→ Selected extract:
For most of her life, Claudia Stearns dreaded Thanksgiving. As a person who struggled with obesity since childhood, Stearns hated the annual turmoil of obsessing about what she ate __ and the guilt of overindulging on a holiday built around food.

Now, after losing nearly 100 pounds using medications including Wegovy, a powerful new anti-obesity drug, Stearns says the "food noise" in her head has gone very, very quiet.

"Last year, it felt so lovely to just be able to enjoy my meal, to focus on being with friends and family, to focus on the joy of the day," says Stearns, 65, of Somerville, Massachusetts. "That was a whole new experience."

As millions of Americans struggling with obesity gain access to a new generation of weight-loss drugs, Stearns' experience is becoming more common __ and more noticeable at the times of year when cooking, eating and a sense of abundance can define and heighten gatherings of loved ones and friends. Medical experts and consumers say the drugs are shifting not only what users eat, but also the way they think about food.

For some, it means greater mental control over their meals. Others say it saps the enjoyment from social situations, including traditionally food-centric holidays like Thanksgiving, Passover and Christmas.

"It's something that really changes a lot of things in their life," says Dr. Daniel Bessesen, chief of endocrinology at Denver Health, who treats patients with obesity. "They go from food being a central focus to it's just not."

→ Data under study:
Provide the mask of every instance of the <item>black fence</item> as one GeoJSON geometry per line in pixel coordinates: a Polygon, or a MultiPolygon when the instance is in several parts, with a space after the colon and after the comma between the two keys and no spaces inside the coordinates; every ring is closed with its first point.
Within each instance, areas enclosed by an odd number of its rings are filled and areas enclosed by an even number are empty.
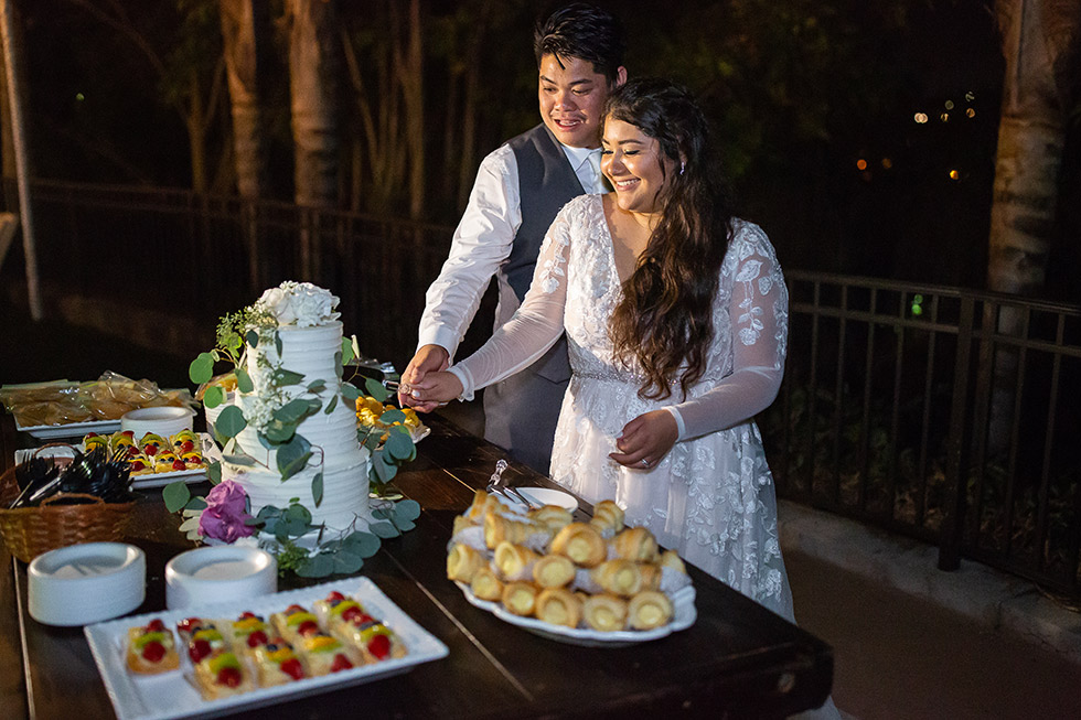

* * *

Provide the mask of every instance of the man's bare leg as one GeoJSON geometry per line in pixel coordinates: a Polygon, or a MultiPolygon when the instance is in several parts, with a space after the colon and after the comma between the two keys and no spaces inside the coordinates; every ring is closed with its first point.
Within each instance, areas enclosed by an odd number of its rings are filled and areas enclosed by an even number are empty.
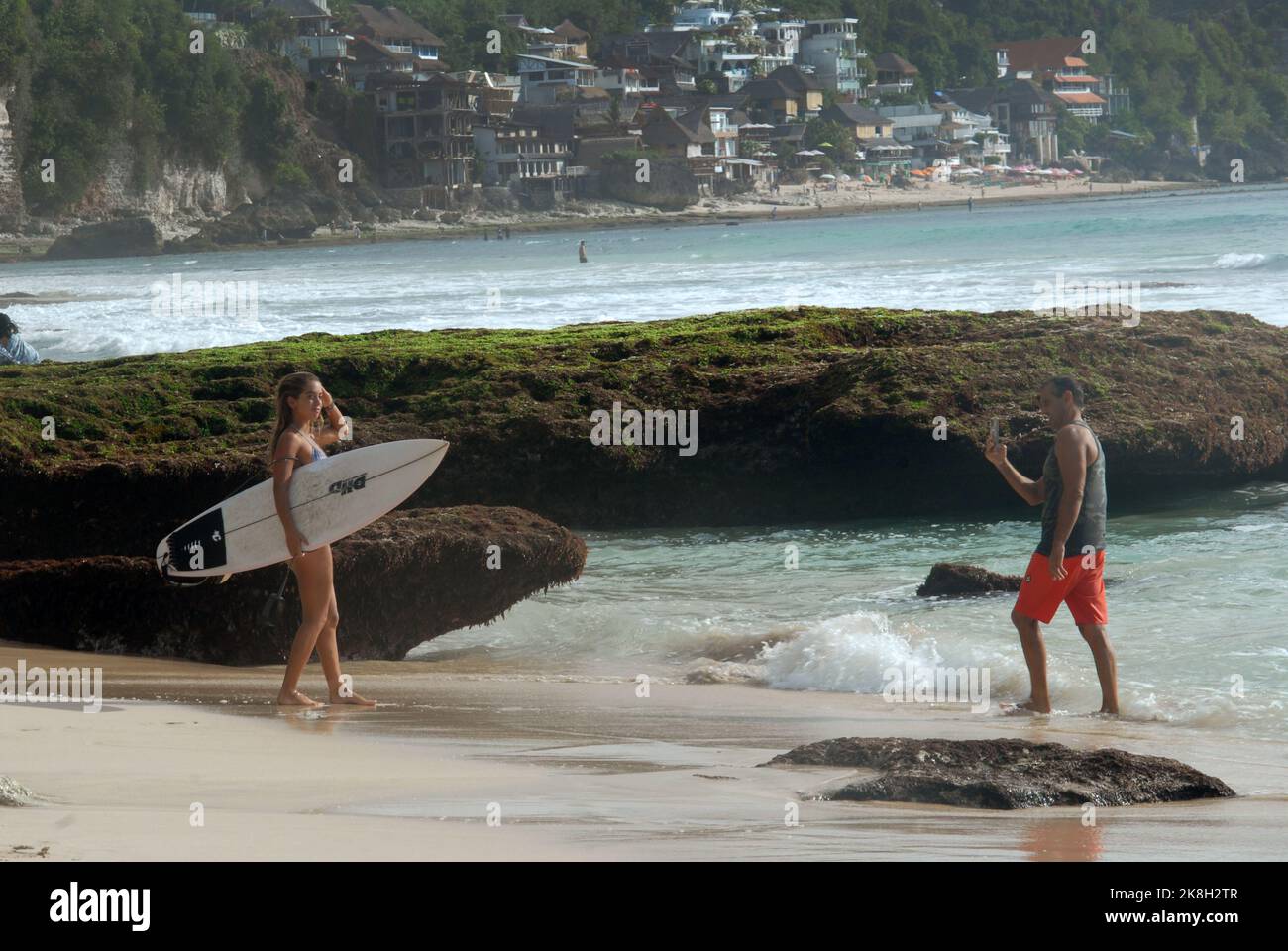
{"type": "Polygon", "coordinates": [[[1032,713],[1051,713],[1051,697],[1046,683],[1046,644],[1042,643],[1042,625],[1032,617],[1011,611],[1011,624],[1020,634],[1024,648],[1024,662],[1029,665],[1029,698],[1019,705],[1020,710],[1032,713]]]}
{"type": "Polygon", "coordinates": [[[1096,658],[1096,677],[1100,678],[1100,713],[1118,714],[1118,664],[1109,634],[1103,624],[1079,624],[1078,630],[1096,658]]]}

→ Brief 1: In the article on weight-loss drugs and holiday eating, what position does Dr. Daniel Bessesen hold?
→ Brief 2: Name every holiday mentioned in the article on weight-loss drugs and holiday eating.
→ Brief 3: Continue the article on weight-loss drugs and holiday eating from the point where it stops.

→ Output 1: He is chief of endocrinology at Denver Health.

→ Output 2: Thanksgiving, Passover, Christmas

→ Output 3:
The new obesity drugs, originally designed to treat diabetes, include
semaglutide, used in Ozempic and Wegovy, and tirzepatide, used in Mounjaro and
recently approved as Zepbound. Now aimed at weight loss, too, the drugs
delivered as weekly injections work far differently than any diet. They mimic
powerful hormones that kick in after people eat to regulate appetite and the
feeling of fullness communicated between the gut and the brain. Users can lose
as much as 15% to 25% of their body weight, studies show.

"That's how it works __ it reduces the rewarding aspects of food," explains Dr. Michael Schwartz, an expert in metabolism, diabetes and obesity at the University of Washington in Seattle.

For Stearns, who started treatment in 2020, using the weight-loss medications means she can take a few bites of her favorite Thanksgiving pies __ and then stop.

"I would not feel full,`` she says, "but I would feel satisfied."

Yet such a shift can have broader implications, both religious and cultural, because it alters the experience of festive and religious holidays that are often built around interactions with food __ and lots of it.

"I'm Italian. For us, it's like going to church, going to a table," says Joe Sapone, 64, a retiree from Atlantic Highlands, New Jersey, who lost about 100 pounds with dieting and Mounjaro.